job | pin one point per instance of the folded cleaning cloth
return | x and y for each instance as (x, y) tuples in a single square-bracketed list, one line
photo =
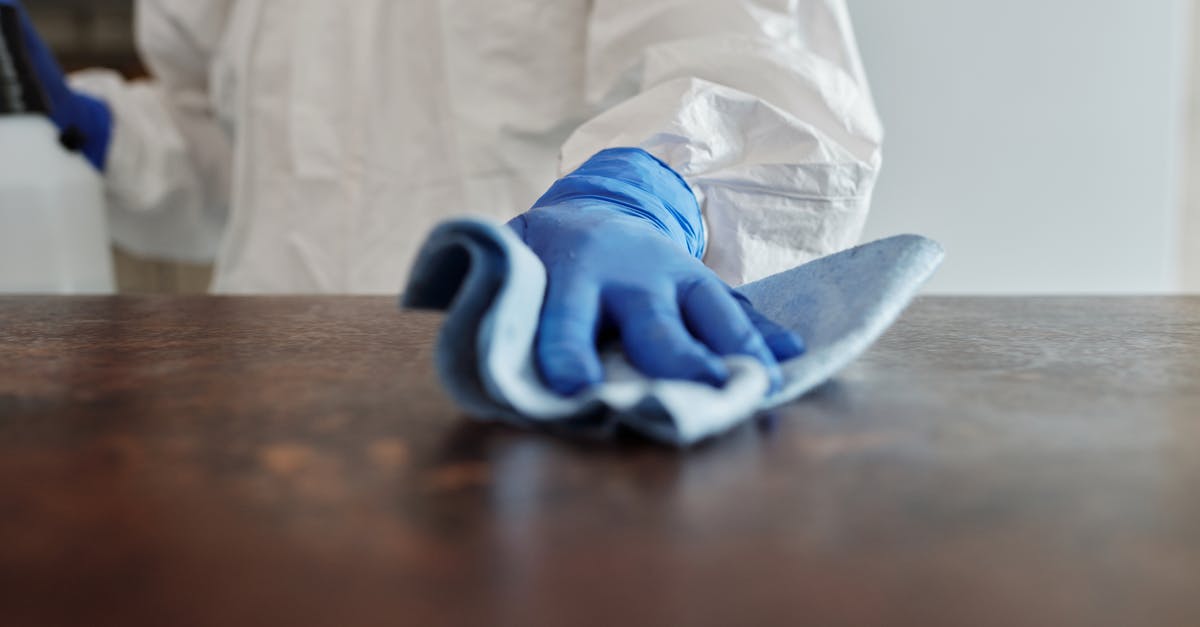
[(491, 286)]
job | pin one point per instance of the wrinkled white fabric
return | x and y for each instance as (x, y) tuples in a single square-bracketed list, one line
[(311, 145)]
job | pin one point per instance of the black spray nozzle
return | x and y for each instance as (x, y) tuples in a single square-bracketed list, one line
[(19, 89)]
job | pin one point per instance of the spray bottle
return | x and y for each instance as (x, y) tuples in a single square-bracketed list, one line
[(53, 222)]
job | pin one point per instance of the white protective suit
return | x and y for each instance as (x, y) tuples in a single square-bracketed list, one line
[(311, 144)]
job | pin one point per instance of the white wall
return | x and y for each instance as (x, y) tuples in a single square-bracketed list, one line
[(1038, 139)]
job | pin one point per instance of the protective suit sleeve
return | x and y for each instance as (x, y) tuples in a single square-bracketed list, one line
[(762, 107), (168, 171)]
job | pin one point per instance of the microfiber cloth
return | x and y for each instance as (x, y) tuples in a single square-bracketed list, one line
[(491, 287)]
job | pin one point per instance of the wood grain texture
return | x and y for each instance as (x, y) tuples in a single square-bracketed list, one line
[(225, 461)]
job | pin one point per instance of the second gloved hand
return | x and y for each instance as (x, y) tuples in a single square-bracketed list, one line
[(85, 123), (622, 240)]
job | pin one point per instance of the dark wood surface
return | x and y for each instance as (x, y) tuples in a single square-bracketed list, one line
[(179, 461)]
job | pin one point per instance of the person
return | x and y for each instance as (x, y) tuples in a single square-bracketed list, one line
[(310, 145)]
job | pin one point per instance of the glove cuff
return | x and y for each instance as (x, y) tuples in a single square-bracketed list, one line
[(87, 126), (639, 184)]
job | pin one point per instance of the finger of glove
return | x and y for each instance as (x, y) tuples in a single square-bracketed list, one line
[(784, 342), (718, 320), (657, 341), (567, 346)]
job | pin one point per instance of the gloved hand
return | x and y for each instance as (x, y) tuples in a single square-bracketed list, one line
[(622, 240), (85, 121)]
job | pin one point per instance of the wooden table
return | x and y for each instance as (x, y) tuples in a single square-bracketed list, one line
[(178, 461)]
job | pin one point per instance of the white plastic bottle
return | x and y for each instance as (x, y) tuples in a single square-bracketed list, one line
[(53, 219)]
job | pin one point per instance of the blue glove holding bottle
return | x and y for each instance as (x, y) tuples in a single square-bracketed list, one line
[(85, 121), (622, 239)]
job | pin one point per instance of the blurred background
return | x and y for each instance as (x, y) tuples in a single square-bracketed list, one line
[(1048, 144)]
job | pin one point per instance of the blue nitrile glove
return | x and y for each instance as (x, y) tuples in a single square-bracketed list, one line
[(622, 240), (85, 123)]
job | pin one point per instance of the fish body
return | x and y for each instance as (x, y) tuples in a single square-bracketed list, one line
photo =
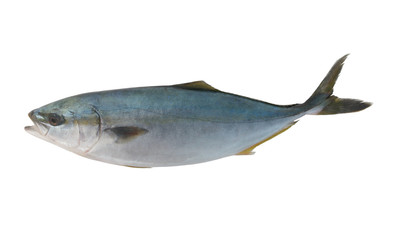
[(174, 125)]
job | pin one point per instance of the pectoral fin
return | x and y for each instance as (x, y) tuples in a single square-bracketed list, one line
[(123, 134), (248, 151)]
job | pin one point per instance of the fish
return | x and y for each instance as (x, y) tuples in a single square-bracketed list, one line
[(175, 125)]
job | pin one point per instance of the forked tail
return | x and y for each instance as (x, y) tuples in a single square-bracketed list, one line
[(322, 101)]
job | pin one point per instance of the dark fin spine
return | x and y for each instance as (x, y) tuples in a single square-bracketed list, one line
[(322, 102)]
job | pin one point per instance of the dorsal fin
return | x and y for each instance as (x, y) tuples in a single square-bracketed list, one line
[(197, 85)]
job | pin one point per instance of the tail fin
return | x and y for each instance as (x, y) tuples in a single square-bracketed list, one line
[(322, 101)]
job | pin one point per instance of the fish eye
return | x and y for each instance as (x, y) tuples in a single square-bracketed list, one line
[(55, 119)]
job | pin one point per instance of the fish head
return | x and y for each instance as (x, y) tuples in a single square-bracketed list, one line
[(68, 123)]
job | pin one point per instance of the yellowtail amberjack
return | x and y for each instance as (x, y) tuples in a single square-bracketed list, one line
[(175, 125)]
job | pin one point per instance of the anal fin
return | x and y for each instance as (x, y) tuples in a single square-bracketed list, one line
[(248, 151)]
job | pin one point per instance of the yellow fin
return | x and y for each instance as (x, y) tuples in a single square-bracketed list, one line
[(248, 151), (197, 85)]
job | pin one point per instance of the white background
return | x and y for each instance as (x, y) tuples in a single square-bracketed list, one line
[(328, 177)]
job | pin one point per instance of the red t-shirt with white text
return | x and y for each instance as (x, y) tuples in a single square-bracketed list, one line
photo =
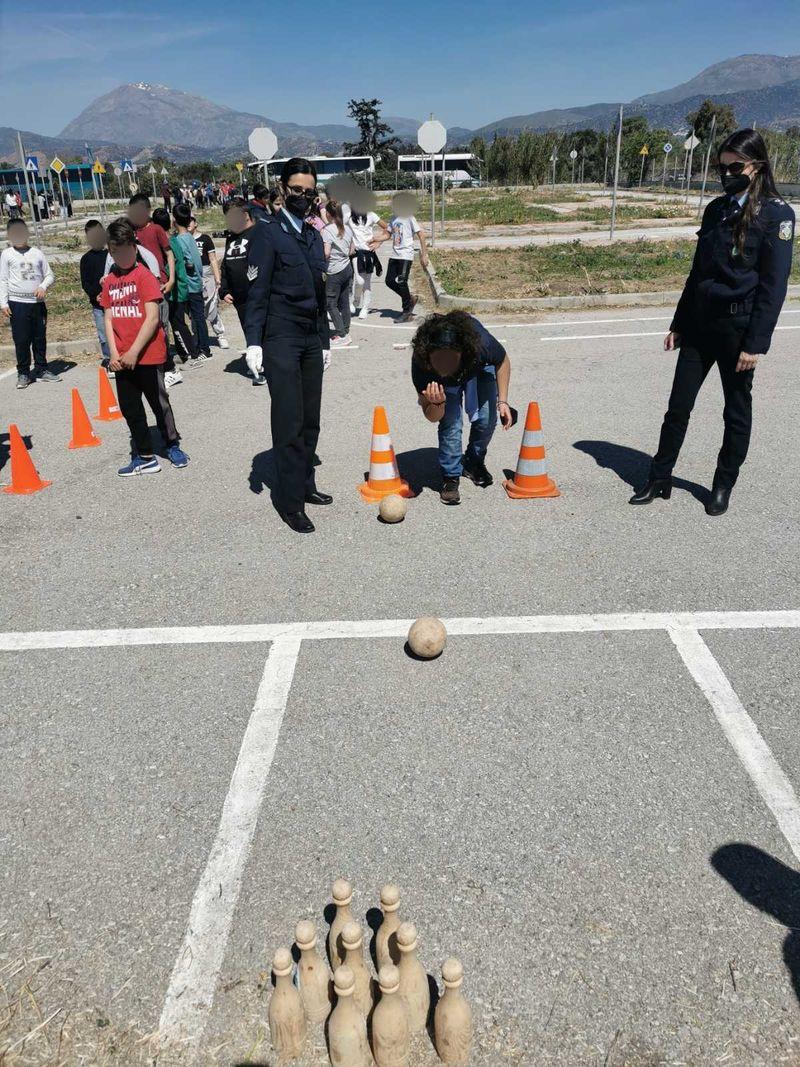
[(126, 295)]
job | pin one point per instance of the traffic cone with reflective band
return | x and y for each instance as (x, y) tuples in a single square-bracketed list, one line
[(83, 435), (384, 477), (24, 475), (109, 408), (530, 479)]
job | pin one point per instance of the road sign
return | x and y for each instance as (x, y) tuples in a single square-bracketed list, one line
[(262, 143), (432, 137)]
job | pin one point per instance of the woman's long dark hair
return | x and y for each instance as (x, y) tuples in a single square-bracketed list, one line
[(750, 145)]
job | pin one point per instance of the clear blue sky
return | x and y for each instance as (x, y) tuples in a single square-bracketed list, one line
[(468, 62)]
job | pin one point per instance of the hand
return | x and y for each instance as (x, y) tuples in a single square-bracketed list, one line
[(254, 359), (434, 394), (747, 361)]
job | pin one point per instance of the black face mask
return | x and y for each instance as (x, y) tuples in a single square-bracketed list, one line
[(735, 184)]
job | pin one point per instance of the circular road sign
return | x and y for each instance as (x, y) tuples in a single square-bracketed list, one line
[(432, 137), (262, 142)]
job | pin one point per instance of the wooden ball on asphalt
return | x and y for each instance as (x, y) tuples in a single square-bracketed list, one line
[(427, 637), (393, 508)]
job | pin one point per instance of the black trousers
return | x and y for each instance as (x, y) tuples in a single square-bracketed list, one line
[(720, 345), (292, 363), (29, 333), (148, 382), (397, 280)]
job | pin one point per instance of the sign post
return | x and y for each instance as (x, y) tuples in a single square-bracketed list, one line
[(432, 138)]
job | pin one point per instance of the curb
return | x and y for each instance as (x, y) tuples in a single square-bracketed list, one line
[(667, 298)]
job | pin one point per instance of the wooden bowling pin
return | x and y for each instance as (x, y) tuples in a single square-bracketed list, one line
[(352, 941), (414, 987), (390, 1034), (313, 973), (452, 1019), (287, 1019), (342, 894), (347, 1028), (386, 951)]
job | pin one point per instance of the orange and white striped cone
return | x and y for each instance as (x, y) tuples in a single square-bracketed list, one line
[(384, 477), (530, 479)]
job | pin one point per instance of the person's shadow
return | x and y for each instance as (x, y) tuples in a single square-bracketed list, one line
[(632, 465), (771, 887)]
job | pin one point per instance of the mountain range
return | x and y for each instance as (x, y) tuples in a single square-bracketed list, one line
[(143, 121)]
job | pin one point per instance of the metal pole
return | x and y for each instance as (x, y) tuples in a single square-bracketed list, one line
[(617, 177)]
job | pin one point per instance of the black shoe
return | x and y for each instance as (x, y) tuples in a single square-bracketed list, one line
[(449, 492), (477, 473), (717, 503), (654, 488), (298, 521)]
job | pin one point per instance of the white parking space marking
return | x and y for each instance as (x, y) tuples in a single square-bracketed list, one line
[(193, 981)]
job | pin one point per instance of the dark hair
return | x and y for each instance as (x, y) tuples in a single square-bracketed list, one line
[(750, 145), (121, 232), (182, 215), (454, 330), (297, 165)]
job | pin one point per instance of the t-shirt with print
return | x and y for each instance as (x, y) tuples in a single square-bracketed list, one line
[(205, 244), (126, 293), (403, 232), (155, 239)]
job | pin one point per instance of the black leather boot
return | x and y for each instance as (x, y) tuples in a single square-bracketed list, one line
[(717, 503), (654, 488)]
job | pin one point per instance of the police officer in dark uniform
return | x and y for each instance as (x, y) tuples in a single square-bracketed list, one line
[(728, 312), (286, 330)]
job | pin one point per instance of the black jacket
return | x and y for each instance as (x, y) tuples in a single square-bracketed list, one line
[(724, 282), (287, 277)]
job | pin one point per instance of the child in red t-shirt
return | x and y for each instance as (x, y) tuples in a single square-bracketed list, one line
[(130, 297)]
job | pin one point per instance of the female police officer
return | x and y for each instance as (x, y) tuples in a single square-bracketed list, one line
[(286, 332), (728, 311)]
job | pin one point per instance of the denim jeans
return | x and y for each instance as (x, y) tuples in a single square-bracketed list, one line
[(480, 431), (98, 316)]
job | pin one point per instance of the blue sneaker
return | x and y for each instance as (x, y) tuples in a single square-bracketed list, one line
[(176, 456), (140, 465)]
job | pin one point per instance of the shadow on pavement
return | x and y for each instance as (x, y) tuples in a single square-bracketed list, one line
[(632, 465), (771, 887)]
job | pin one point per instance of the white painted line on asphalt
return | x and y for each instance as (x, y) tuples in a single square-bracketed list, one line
[(21, 641), (193, 981), (742, 733)]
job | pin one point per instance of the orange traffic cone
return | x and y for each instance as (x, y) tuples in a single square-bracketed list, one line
[(83, 435), (109, 408), (384, 477), (24, 475), (530, 479)]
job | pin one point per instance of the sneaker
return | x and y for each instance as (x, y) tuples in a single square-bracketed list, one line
[(449, 492), (476, 472), (140, 465), (176, 456)]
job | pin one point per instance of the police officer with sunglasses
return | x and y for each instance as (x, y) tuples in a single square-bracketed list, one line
[(286, 331), (728, 312)]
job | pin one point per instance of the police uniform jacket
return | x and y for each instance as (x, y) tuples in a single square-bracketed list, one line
[(286, 270), (750, 285)]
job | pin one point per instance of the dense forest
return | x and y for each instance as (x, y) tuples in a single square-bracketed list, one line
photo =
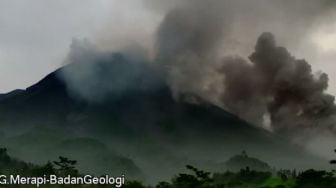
[(193, 178)]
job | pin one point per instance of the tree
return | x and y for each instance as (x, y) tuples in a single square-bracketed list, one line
[(66, 166)]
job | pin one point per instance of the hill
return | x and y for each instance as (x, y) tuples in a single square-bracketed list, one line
[(140, 120)]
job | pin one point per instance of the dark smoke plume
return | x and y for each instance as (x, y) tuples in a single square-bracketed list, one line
[(272, 86), (279, 85)]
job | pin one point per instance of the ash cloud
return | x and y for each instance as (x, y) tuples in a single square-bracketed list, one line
[(196, 50), (277, 84), (203, 48), (96, 76)]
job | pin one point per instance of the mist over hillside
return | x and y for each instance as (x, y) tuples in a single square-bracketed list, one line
[(191, 100)]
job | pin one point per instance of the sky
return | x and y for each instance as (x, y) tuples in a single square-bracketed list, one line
[(35, 35)]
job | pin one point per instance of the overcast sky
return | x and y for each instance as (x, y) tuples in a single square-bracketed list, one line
[(35, 35)]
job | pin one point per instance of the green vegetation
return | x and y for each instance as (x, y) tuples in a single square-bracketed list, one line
[(244, 178)]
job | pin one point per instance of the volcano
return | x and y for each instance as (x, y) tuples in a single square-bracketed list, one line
[(140, 126)]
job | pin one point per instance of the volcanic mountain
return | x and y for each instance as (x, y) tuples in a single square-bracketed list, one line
[(133, 127)]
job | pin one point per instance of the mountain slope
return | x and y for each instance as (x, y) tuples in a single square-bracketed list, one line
[(143, 122)]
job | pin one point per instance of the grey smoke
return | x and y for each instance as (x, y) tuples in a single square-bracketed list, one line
[(95, 76), (202, 47), (278, 84)]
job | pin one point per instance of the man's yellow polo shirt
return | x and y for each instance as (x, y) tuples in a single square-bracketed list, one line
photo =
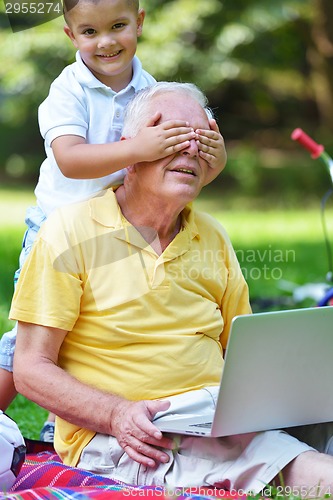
• • • • •
◆ EXERCISE DETAILS ◆
Please rewrite the part of the rows that opens with the line containing "job | pin one point per instance of the man's" and runs through the end of the rows, swapping "yellow" for "blue" and changing nothing else. Leave the picture out of your answer.

◆ CORRECT RESPONSE ◆
job | pin one point per instance of the man's blue polo shirt
return | x and y for each instance as (x, y) tuples in a single square-bracketed list, one line
photo =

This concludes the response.